**INSTRUCTIONS TO FOLLOW**
Locate every line in the entries that contains the word "brown", treating uppercase and lowercase as different, and copy each such line in full.

(Excerpts of bounding box data)
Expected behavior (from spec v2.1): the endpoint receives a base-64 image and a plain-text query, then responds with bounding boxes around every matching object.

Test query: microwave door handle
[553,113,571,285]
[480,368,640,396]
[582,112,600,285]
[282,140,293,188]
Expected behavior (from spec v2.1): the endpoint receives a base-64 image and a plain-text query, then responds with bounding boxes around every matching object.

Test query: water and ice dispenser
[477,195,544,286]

---

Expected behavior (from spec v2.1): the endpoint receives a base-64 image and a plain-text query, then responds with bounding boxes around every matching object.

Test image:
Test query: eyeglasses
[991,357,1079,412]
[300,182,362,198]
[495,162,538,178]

--

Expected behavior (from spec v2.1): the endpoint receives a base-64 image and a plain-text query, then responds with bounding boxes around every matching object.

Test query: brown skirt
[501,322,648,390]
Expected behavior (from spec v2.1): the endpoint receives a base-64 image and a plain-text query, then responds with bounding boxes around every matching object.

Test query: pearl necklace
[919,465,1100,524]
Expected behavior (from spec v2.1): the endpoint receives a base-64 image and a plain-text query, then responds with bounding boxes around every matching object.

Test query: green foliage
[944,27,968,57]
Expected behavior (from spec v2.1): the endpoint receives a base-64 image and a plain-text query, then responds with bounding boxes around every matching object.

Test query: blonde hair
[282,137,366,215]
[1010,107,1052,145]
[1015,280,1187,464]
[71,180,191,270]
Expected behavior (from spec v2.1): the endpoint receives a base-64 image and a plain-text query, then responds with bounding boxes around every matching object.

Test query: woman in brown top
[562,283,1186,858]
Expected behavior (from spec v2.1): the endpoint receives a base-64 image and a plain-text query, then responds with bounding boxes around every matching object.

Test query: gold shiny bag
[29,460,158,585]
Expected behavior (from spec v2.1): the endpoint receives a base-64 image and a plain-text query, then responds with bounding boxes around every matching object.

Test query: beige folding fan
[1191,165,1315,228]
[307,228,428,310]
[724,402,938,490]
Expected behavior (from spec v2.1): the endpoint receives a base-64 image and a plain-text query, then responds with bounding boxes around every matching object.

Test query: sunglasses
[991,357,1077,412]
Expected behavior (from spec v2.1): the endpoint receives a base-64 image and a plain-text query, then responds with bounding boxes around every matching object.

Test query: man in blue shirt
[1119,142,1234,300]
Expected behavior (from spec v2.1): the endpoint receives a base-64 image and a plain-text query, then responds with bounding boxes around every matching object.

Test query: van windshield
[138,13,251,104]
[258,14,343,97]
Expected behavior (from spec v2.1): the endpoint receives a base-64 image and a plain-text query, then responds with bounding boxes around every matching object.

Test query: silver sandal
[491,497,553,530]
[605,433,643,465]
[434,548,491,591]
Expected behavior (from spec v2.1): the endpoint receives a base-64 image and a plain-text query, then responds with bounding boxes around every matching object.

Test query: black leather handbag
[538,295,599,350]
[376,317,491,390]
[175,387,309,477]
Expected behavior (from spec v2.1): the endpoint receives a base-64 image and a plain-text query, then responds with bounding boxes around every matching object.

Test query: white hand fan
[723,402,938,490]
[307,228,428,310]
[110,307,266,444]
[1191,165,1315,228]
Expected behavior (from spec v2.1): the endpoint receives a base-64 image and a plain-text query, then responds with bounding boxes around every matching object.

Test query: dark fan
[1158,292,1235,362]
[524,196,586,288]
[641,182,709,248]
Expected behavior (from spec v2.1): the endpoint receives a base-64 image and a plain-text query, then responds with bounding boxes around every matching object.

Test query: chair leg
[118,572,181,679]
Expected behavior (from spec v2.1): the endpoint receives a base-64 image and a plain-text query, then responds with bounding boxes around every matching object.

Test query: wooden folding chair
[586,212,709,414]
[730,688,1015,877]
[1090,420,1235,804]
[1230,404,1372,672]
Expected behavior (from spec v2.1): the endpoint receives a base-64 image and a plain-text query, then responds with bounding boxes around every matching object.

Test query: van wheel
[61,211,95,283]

**THE RESPONSE**
Test query: brown skirt
Test query: woman in brown top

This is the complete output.